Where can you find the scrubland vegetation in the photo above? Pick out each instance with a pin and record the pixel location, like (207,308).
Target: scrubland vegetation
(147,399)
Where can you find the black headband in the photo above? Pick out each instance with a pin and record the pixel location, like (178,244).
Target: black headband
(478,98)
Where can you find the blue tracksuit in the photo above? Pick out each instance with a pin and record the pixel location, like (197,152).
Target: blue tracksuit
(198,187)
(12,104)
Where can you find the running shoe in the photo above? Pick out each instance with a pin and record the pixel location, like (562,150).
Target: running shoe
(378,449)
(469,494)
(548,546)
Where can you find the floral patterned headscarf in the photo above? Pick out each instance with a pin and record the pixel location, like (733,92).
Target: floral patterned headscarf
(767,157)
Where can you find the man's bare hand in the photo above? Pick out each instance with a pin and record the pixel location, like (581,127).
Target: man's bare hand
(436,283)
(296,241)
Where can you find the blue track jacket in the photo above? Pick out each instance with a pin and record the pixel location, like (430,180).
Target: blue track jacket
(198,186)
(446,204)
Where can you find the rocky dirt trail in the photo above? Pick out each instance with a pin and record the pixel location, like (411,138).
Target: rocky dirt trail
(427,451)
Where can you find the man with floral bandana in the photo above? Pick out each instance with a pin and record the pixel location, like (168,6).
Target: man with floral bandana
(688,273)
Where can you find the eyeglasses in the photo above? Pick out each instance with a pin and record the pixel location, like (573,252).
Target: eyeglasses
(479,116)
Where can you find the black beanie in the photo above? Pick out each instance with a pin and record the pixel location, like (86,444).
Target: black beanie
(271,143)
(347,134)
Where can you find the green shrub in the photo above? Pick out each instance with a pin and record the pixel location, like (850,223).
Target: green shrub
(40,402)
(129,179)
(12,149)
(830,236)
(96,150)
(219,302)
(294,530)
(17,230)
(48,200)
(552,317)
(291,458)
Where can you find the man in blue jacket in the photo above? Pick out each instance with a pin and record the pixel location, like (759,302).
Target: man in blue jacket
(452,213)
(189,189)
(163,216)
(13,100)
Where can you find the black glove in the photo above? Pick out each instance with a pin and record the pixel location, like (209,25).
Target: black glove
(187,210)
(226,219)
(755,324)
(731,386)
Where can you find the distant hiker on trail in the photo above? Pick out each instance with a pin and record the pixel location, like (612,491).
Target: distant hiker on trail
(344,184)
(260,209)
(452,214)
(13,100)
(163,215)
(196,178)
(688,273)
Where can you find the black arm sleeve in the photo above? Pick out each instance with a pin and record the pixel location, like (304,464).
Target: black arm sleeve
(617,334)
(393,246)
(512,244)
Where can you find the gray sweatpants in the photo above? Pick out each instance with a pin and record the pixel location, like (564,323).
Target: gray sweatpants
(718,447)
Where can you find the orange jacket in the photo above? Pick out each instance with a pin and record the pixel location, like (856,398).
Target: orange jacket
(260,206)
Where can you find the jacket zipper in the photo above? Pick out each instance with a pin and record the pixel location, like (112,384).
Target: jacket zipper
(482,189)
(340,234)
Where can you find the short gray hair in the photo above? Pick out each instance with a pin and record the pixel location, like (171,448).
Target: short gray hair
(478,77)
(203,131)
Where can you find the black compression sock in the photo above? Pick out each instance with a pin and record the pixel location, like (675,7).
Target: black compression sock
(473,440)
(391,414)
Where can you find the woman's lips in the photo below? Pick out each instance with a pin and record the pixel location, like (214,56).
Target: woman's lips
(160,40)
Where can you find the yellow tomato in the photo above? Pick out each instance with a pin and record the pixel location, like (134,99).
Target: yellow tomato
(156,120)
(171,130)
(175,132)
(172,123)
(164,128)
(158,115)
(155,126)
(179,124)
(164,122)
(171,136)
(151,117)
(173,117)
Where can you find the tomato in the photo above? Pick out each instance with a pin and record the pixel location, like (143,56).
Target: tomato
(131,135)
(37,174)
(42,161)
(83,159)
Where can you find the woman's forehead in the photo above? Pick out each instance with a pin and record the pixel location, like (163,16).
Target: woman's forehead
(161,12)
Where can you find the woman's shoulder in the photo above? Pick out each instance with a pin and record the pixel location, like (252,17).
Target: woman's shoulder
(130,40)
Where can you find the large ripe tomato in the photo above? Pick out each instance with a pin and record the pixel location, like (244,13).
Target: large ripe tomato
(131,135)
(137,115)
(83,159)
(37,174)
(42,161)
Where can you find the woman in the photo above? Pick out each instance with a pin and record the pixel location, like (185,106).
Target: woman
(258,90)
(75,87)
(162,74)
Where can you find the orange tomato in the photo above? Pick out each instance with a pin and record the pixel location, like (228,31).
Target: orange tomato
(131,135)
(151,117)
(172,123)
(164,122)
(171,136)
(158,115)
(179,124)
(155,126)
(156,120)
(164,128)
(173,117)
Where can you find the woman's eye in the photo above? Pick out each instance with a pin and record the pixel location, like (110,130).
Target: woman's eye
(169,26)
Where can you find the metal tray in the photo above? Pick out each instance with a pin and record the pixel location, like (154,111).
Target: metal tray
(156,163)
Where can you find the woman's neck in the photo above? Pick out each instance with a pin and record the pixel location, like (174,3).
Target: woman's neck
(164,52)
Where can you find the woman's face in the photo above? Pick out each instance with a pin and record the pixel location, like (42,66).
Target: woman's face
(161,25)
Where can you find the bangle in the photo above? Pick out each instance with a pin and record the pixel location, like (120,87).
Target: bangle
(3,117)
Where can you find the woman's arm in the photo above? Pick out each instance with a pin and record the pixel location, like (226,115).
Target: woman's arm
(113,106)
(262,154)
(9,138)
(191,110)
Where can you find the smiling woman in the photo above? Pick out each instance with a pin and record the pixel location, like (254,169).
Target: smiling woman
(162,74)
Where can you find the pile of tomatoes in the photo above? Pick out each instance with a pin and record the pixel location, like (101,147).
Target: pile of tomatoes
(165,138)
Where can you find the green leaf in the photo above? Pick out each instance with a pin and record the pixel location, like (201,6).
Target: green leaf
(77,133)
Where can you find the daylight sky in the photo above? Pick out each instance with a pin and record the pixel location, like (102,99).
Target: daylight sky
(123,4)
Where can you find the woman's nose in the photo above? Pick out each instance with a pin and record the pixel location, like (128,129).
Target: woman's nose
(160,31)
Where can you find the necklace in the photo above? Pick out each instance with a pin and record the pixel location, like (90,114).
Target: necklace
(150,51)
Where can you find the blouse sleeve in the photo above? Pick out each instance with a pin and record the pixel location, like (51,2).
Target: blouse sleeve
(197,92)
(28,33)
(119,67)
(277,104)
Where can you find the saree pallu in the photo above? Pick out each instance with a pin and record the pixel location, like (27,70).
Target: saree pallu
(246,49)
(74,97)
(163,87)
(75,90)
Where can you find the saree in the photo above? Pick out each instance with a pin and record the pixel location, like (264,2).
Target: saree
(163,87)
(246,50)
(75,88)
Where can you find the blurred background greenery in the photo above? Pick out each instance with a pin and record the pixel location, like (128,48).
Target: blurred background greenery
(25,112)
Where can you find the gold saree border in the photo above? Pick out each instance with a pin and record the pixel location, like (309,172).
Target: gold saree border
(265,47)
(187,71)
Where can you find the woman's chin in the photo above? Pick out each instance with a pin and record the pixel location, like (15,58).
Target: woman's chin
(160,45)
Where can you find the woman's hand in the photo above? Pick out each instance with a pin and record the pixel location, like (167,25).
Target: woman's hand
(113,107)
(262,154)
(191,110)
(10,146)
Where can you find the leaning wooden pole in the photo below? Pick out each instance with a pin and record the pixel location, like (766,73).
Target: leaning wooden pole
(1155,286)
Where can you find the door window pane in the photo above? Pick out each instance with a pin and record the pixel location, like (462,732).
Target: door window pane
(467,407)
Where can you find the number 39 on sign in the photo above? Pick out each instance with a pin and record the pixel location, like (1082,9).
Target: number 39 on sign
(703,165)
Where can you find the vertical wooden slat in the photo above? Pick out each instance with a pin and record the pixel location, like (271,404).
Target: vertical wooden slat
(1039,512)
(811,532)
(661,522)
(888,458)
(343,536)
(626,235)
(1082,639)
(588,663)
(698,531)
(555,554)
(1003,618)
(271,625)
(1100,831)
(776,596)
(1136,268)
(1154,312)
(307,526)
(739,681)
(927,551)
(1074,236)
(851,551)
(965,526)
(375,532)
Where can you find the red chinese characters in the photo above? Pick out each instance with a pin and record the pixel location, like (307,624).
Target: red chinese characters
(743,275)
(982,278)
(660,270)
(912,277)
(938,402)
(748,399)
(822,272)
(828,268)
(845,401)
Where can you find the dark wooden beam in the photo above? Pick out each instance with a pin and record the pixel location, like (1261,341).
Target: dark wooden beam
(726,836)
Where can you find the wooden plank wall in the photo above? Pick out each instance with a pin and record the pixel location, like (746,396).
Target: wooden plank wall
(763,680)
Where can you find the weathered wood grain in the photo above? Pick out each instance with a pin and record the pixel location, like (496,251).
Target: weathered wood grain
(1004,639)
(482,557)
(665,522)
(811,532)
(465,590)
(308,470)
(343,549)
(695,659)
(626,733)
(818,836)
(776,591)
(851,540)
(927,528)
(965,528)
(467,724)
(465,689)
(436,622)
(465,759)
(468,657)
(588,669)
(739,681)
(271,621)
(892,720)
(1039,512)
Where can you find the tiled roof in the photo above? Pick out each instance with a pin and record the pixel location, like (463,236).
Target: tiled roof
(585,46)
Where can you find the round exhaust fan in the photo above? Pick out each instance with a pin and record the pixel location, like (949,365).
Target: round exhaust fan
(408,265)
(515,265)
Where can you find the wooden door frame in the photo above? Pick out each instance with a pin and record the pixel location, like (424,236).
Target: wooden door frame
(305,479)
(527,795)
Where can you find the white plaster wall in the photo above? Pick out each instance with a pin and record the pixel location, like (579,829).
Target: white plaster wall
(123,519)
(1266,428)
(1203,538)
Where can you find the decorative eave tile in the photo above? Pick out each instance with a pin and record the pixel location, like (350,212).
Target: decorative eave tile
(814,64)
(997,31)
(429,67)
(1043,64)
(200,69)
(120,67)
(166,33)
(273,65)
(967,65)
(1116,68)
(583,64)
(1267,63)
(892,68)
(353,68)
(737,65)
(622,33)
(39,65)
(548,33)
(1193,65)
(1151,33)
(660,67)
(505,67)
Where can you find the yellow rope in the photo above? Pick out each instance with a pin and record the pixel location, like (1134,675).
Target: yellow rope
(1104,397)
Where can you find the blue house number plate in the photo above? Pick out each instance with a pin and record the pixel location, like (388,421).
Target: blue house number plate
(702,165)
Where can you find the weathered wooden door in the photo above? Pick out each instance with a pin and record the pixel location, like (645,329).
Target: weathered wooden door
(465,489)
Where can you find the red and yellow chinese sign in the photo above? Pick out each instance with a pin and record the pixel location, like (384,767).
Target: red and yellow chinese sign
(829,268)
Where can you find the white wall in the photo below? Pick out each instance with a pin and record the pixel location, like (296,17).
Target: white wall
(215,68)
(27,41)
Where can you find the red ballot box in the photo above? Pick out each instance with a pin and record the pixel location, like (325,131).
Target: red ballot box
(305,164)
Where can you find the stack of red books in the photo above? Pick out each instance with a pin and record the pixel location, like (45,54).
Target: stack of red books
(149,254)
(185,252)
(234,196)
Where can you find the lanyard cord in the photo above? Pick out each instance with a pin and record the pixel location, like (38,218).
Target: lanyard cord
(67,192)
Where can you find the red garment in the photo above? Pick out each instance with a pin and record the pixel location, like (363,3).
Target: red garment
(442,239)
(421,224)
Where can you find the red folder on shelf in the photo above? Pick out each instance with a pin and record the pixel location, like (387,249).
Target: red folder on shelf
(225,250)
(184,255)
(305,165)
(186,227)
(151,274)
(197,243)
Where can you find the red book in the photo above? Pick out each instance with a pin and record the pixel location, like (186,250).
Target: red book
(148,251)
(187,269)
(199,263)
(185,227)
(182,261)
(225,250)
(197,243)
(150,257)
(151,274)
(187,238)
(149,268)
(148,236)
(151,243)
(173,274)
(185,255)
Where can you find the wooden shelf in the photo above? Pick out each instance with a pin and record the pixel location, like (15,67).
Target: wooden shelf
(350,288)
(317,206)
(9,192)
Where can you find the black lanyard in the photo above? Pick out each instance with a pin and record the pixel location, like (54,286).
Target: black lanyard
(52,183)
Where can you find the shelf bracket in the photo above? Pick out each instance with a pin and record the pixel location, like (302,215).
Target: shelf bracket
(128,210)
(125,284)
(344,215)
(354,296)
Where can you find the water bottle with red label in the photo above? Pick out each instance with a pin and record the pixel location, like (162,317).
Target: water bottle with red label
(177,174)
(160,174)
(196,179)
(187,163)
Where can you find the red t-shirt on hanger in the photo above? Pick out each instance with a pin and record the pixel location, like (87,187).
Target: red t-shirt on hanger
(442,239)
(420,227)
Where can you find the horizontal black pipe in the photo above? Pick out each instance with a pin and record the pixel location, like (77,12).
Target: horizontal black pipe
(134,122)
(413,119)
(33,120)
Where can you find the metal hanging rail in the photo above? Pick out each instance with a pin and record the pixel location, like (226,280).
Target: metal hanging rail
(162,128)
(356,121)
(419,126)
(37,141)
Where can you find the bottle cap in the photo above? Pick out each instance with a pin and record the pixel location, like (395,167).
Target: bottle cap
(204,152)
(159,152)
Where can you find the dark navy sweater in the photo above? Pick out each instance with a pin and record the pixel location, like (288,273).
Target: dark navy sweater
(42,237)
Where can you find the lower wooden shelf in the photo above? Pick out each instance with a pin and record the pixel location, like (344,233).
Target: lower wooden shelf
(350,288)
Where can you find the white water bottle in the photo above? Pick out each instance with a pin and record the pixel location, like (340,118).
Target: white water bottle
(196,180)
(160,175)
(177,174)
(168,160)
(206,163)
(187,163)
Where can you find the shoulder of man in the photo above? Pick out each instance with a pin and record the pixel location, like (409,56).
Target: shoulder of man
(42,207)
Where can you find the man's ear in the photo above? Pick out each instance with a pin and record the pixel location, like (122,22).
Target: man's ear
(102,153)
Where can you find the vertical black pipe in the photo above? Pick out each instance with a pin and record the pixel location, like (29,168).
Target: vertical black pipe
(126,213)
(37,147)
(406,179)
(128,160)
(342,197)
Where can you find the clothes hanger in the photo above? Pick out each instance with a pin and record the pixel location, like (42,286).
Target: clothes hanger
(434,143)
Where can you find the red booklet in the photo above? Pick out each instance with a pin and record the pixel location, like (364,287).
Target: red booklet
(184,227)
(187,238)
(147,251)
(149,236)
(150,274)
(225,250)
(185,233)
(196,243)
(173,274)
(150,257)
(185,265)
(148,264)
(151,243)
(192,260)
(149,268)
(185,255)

★ ★ ★ ★

# Stated exercise
Scale the items from the line with "Where can you find the clothes" up to and including the last line, and write out all of those lines again with the requests included. Multiply every pixel coordinate in the answers by 1.3 and round to whole numbers, with halves going up.

# Exercise response
Where can you find the clothes hanger in the photo above? Pick out each instance with a pin and record the pixel location, like (42,286).
Target: clothes hanger
(564,186)
Where can you find the red booklet in the photo above? Pick out each instance with a pin and record the pixel location, like (364,287).
Target: red booklet
(239,295)
(243,309)
(191,326)
(194,307)
(195,356)
(293,325)
(241,303)
(255,316)
(225,356)
(195,334)
(241,345)
(192,343)
(196,316)
(250,338)
(194,348)
(241,332)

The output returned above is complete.